(Beginning of Supplied data)
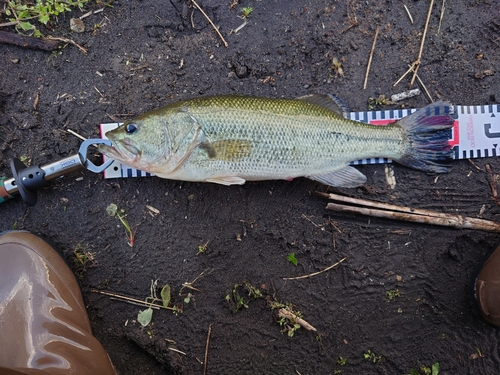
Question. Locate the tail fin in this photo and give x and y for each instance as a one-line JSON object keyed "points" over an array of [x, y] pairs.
{"points": [[428, 131]]}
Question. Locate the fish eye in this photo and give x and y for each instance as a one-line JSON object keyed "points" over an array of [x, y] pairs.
{"points": [[131, 128]]}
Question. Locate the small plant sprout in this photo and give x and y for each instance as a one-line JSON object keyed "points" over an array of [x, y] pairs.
(End of Supplied data)
Your copy of the entries must be exact and must not include any of their pictures.

> _Output_:
Question. Locate the tail fin in this photo and give x and y for each instance as a one-line JSON object keyed "points" over an array of [x, y] pairs.
{"points": [[428, 131]]}
Question. Locate the fish eye in this photo and give x and y for each instance as a one-line JSON object keyed "points" over an array of [x, y] pairs.
{"points": [[131, 128]]}
Question. Locate the small plant sprout in this photo and give x and y for each instance as a one-line JSON object keyed "points" over an array of [x, y] pairs.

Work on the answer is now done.